TASK TO CARRY OUT ▸
Write out the following listing's lines from the one with "Target: footprint in sand" to the one with "Q: Point out every instance of the woman in red", exactly, with both included and no others.

MATERIALS PROVIDED ▸

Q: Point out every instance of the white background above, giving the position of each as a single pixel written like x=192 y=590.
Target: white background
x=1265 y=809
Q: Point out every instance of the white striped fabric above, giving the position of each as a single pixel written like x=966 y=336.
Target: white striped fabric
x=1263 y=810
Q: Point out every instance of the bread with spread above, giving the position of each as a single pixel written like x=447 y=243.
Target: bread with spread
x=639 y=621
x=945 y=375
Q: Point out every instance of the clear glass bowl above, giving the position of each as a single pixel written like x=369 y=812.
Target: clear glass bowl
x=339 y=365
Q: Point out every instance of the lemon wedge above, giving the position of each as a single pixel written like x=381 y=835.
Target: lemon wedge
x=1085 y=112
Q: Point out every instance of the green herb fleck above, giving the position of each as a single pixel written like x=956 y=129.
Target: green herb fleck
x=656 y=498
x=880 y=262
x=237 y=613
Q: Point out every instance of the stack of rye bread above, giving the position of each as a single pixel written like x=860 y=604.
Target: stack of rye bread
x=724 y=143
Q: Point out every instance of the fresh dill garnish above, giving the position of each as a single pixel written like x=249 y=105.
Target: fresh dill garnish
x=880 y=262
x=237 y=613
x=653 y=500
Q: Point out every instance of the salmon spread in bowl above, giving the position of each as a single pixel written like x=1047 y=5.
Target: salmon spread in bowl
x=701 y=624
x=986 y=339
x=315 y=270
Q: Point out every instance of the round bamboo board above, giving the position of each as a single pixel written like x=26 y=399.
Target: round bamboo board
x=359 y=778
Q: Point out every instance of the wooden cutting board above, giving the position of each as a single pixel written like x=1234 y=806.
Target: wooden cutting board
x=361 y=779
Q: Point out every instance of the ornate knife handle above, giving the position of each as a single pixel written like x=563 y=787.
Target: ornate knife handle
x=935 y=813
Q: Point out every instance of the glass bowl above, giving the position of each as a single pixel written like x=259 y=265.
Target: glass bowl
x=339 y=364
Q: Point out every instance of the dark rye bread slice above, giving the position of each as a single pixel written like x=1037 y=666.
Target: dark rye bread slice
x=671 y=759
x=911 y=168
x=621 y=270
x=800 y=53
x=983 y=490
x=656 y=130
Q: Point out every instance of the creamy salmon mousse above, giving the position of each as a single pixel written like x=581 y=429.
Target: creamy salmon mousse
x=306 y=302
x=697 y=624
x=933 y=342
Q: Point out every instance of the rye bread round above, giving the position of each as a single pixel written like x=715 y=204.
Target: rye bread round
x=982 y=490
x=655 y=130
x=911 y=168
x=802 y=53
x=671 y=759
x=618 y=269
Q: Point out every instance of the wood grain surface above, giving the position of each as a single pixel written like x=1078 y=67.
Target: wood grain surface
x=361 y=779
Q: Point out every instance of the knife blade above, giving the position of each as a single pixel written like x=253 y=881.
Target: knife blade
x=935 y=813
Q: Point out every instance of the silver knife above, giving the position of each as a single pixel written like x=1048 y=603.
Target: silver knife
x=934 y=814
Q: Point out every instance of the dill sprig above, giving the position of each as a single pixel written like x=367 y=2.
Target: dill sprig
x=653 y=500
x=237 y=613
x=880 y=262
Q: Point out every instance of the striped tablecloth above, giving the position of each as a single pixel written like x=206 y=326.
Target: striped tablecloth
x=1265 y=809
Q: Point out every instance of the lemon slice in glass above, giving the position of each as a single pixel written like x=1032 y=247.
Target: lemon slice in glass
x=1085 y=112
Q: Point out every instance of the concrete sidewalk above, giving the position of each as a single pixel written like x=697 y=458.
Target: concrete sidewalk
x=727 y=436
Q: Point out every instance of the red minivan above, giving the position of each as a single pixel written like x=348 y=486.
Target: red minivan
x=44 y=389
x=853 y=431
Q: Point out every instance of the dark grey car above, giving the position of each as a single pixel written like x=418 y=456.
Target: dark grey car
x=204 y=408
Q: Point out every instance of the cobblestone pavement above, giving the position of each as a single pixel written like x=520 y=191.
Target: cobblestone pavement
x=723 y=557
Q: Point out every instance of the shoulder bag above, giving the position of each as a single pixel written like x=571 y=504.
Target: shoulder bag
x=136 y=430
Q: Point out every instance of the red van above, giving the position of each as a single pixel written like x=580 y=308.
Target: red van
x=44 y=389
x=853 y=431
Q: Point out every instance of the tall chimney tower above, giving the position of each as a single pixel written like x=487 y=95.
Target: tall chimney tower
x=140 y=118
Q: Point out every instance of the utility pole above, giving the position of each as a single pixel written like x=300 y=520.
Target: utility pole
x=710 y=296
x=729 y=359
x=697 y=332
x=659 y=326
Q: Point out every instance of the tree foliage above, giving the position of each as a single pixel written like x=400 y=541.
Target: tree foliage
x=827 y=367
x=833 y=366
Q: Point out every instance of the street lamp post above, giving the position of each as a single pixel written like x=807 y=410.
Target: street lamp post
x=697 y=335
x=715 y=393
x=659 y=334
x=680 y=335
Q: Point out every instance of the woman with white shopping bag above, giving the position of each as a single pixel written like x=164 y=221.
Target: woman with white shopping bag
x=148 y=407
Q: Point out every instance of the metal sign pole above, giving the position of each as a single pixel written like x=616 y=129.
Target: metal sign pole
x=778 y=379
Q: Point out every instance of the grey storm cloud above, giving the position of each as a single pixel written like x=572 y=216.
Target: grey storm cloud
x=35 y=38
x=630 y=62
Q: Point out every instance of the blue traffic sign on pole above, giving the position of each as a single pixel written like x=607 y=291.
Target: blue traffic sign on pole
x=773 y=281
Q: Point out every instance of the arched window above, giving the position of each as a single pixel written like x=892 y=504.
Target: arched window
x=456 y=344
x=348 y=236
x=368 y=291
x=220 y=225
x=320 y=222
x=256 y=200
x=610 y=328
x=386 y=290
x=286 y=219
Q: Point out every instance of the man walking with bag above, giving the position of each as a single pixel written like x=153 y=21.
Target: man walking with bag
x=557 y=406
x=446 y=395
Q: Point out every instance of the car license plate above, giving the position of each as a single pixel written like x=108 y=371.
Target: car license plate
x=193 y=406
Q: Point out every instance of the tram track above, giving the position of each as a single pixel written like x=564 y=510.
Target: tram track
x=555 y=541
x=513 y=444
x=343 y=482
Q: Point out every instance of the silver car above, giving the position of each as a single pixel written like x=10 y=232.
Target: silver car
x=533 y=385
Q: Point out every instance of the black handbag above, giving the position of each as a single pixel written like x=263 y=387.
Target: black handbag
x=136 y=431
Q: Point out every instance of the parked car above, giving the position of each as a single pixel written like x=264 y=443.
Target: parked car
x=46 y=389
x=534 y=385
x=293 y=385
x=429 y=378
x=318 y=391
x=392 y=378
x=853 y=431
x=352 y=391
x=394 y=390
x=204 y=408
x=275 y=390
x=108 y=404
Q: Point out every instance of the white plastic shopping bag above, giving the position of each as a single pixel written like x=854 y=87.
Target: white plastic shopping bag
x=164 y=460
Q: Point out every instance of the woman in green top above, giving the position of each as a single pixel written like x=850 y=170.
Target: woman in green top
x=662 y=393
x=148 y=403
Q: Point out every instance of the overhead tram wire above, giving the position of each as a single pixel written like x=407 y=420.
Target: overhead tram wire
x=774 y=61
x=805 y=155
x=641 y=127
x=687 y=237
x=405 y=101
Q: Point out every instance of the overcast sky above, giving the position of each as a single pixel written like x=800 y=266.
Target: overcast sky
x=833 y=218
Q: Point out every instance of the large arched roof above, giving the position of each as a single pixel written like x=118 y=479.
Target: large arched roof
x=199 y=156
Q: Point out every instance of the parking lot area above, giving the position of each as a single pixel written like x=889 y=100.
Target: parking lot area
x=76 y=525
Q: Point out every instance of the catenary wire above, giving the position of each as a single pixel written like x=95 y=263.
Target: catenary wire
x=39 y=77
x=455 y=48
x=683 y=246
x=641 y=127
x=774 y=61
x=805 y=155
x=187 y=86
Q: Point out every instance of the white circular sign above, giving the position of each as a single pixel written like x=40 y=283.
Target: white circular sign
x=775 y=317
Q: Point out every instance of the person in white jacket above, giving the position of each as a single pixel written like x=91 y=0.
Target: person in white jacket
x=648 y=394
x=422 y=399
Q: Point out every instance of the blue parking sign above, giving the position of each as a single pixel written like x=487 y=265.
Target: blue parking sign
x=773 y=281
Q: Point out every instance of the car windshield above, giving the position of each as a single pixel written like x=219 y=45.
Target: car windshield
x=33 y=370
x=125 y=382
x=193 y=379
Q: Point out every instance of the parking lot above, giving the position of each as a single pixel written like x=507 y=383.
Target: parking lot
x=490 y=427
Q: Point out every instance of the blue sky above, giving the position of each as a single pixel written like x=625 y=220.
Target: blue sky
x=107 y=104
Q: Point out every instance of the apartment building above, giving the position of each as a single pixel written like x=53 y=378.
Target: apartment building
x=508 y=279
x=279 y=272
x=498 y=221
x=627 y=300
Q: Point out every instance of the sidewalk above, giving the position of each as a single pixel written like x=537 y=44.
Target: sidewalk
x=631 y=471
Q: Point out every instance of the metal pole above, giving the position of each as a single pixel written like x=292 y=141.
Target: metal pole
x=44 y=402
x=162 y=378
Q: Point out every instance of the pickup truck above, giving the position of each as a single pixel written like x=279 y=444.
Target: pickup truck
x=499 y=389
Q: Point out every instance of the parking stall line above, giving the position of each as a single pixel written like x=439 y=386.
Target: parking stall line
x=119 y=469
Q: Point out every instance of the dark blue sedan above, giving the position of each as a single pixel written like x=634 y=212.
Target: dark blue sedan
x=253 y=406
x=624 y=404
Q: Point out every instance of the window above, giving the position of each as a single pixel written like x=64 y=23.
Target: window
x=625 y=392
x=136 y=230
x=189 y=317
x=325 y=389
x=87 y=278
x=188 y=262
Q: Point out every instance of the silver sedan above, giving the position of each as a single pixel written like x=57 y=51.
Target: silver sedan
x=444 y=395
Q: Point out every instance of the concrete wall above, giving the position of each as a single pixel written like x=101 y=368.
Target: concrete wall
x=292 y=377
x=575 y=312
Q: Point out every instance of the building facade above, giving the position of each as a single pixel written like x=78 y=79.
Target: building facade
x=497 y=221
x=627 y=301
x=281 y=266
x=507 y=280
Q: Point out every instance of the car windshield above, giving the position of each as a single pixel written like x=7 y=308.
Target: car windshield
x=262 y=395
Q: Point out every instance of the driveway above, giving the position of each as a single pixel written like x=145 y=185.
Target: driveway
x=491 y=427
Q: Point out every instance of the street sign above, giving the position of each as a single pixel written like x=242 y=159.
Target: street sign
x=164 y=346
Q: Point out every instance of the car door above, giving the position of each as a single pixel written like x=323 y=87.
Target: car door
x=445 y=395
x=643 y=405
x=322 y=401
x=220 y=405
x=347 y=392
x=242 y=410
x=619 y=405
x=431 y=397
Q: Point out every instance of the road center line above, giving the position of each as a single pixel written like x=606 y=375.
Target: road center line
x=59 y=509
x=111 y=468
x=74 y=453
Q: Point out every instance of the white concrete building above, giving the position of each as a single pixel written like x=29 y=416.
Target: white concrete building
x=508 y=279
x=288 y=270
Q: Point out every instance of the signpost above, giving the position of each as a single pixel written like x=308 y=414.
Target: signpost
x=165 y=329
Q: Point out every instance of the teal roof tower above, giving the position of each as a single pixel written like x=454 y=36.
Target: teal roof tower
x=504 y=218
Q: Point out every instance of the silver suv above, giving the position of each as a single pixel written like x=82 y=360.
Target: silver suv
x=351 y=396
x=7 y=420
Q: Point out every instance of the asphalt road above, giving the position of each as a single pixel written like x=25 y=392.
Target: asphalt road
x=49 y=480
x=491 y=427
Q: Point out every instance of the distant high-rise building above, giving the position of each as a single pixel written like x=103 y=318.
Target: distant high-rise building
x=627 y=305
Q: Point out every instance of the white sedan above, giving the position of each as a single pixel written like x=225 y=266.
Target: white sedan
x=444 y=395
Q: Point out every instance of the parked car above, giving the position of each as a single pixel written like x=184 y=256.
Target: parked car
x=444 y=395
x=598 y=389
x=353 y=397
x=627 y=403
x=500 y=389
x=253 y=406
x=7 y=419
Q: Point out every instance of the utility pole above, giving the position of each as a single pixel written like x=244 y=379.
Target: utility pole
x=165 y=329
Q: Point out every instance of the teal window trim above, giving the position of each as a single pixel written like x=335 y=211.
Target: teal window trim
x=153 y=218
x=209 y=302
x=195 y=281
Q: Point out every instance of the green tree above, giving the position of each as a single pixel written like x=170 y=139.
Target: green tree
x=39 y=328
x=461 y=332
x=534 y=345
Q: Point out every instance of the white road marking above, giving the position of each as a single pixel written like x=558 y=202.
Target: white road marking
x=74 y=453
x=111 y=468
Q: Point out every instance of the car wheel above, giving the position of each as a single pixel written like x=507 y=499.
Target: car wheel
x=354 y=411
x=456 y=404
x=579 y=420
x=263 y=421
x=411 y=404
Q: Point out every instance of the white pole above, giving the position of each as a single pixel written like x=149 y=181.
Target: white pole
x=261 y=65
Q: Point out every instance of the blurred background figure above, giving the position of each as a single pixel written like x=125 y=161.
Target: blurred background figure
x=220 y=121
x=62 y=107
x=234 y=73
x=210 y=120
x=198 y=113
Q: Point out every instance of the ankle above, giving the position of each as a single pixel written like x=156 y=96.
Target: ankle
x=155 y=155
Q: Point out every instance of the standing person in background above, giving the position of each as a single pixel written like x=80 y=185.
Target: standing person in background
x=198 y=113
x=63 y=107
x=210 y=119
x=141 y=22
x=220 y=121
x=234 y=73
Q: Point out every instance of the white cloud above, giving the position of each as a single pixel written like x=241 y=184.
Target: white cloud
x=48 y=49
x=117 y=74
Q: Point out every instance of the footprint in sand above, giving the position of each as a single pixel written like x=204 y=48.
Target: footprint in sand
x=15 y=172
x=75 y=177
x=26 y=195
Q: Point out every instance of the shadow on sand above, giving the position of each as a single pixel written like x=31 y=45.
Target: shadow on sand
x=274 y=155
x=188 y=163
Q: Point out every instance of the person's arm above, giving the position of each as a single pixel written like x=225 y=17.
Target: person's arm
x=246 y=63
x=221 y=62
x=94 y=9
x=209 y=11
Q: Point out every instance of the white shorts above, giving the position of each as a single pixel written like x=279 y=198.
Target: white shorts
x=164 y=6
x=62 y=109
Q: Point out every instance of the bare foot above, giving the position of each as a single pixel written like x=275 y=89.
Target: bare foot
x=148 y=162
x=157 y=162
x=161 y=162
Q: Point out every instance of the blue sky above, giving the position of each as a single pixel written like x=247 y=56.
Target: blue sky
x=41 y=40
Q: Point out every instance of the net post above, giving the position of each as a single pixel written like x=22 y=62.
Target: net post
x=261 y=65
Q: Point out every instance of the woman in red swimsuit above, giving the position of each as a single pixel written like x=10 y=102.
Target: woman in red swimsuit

EXERCISE SOLUTION ▸
Target: footprint in sand
x=15 y=172
x=75 y=177
x=26 y=195
Q: Point out every instance of the shadow on sand above, giving the position of each as a single pixel written like x=31 y=45.
Target: shadow on sand
x=274 y=155
x=188 y=163
Q: Point out every instance of the person's arm above, giving the position of each as a single pixel written like x=225 y=17.
Target: person's arm
x=246 y=63
x=221 y=62
x=94 y=9
x=209 y=11
Q: Point out every instance of the white shorts above, giving the position of each as a single pixel written like x=279 y=198.
Target: white shorts
x=164 y=6
x=62 y=109
Q: Point out every instance of the bare foot above, giving the position of each as a single pixel written like x=275 y=89.
Target: bare foot
x=148 y=162
x=157 y=162
x=161 y=162
Q: Point out every instance of the blue sky above, giving the position of each as a single pixel written like x=247 y=56.
Target: blue sky
x=41 y=40
Q: Point out every instance of the net post above, giving the position of each as a single pixel written like x=22 y=62.
Target: net post
x=261 y=65
Q: Point out every instance of the woman in red swimsuit above, giving the position of each as a single pixel written like x=10 y=102.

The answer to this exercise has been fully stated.